## Task details
Render the lines below as a Markdown table with the columns Row and Line, numbering each row and leaving out blank lines. Begin at the line that contains "bicycle tire, written" and stop after the line that contains "x=311 y=118".

[Some records]
——————

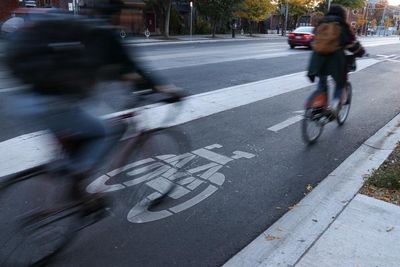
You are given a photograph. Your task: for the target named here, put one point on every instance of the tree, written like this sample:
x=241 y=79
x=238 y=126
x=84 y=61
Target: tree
x=297 y=8
x=374 y=24
x=217 y=11
x=353 y=4
x=164 y=10
x=388 y=22
x=255 y=10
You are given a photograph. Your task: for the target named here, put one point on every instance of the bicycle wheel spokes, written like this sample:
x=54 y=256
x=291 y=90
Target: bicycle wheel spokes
x=35 y=242
x=27 y=237
x=312 y=126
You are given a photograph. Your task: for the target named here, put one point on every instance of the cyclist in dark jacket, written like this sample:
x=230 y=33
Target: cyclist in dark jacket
x=334 y=64
x=63 y=59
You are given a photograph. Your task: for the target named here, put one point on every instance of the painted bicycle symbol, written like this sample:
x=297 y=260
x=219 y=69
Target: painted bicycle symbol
x=193 y=185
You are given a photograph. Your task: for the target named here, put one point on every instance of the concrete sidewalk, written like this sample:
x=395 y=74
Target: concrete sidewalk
x=334 y=225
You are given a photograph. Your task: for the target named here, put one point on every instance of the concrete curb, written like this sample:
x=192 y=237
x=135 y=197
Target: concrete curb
x=293 y=234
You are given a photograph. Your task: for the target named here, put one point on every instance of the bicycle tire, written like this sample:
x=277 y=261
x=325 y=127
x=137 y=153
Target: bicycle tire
x=137 y=193
x=29 y=240
x=345 y=108
x=311 y=118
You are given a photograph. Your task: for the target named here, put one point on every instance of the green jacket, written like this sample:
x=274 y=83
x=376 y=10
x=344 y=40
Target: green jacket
x=333 y=64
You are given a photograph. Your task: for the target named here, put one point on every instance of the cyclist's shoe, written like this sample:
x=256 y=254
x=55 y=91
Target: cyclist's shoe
x=335 y=107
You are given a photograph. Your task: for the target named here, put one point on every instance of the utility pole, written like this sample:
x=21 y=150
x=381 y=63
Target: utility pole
x=191 y=19
x=286 y=15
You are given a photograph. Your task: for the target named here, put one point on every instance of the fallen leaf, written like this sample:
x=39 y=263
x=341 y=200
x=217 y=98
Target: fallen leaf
x=390 y=229
x=309 y=187
x=271 y=237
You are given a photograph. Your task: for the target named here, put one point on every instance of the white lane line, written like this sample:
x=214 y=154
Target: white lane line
x=205 y=61
x=296 y=231
x=37 y=148
x=276 y=128
x=381 y=43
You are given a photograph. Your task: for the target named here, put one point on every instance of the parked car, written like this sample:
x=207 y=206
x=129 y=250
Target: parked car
x=302 y=36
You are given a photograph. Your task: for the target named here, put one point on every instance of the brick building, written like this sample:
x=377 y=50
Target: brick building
x=6 y=8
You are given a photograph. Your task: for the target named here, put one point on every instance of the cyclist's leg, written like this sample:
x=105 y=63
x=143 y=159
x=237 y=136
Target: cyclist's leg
x=322 y=87
x=340 y=84
x=95 y=138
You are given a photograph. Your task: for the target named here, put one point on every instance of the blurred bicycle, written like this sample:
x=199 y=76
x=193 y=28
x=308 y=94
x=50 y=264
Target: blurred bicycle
x=36 y=230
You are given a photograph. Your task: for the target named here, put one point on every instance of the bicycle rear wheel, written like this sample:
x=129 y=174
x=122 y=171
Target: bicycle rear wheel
x=346 y=103
x=312 y=125
x=30 y=237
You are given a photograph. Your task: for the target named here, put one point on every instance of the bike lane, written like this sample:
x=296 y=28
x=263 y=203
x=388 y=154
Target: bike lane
x=271 y=176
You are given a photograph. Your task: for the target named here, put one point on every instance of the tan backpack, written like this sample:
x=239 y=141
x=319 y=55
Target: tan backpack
x=327 y=38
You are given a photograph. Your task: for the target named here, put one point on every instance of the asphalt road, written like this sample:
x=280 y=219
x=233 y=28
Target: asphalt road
x=256 y=189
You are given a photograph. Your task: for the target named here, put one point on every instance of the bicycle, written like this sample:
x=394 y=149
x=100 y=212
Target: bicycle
x=36 y=237
x=317 y=112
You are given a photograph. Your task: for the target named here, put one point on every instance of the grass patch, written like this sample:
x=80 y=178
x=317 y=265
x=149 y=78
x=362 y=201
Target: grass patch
x=384 y=183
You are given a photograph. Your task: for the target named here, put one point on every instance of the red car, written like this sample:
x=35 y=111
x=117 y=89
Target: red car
x=302 y=36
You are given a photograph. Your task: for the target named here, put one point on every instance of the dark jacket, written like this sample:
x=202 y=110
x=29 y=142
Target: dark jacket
x=333 y=64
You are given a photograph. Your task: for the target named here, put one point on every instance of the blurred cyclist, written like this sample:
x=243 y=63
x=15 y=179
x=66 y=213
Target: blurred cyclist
x=63 y=59
x=332 y=37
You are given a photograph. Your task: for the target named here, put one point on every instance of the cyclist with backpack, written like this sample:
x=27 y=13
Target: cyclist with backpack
x=63 y=58
x=333 y=36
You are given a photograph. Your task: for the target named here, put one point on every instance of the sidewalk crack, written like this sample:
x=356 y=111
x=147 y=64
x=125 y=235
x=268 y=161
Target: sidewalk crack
x=323 y=232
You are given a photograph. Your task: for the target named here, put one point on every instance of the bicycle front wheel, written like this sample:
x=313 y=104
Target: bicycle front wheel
x=30 y=237
x=346 y=103
x=312 y=126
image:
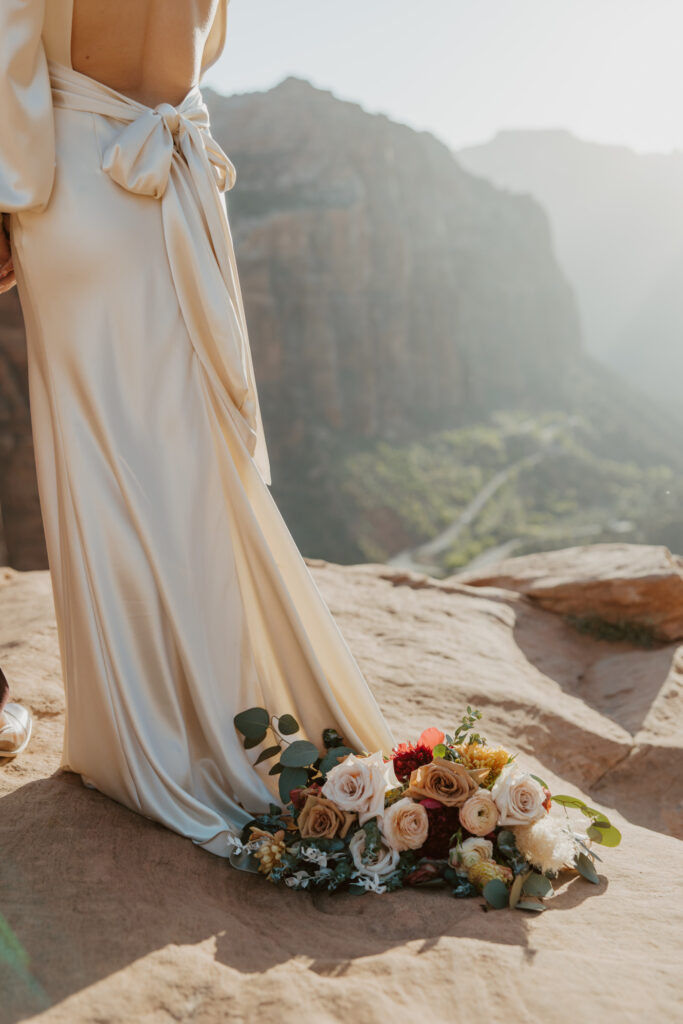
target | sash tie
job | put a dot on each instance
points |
(168, 154)
(140, 157)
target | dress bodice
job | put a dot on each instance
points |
(33, 32)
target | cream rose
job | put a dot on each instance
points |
(384, 861)
(359, 783)
(479, 813)
(518, 797)
(404, 824)
(319, 818)
(444, 780)
(471, 852)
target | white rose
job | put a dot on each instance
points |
(385, 859)
(359, 783)
(518, 797)
(471, 852)
(404, 824)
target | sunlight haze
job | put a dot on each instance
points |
(607, 70)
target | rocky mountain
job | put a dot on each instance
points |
(617, 220)
(110, 916)
(392, 296)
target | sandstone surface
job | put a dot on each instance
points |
(107, 916)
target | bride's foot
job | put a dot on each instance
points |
(15, 727)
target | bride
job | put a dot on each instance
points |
(180, 596)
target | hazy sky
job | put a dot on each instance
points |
(608, 70)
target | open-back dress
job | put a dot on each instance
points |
(180, 595)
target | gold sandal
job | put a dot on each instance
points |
(15, 728)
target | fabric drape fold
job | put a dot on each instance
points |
(27, 123)
(168, 154)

——————

## Answer for the task
| Row | Line |
|---|---|
| 1 | You are given a photograph. Your task: for the target named here, put one point on every instance of the bicycle tire, written like this sample: |
| 2 | x=277 y=261 |
| 3 | x=325 y=127 |
| 4 | x=137 y=153 |
| 5 | Target: bicycle tire |
| 6 | x=137 y=193 |
| 7 | x=29 y=240 |
| 8 | x=345 y=108 |
| 9 | x=311 y=118 |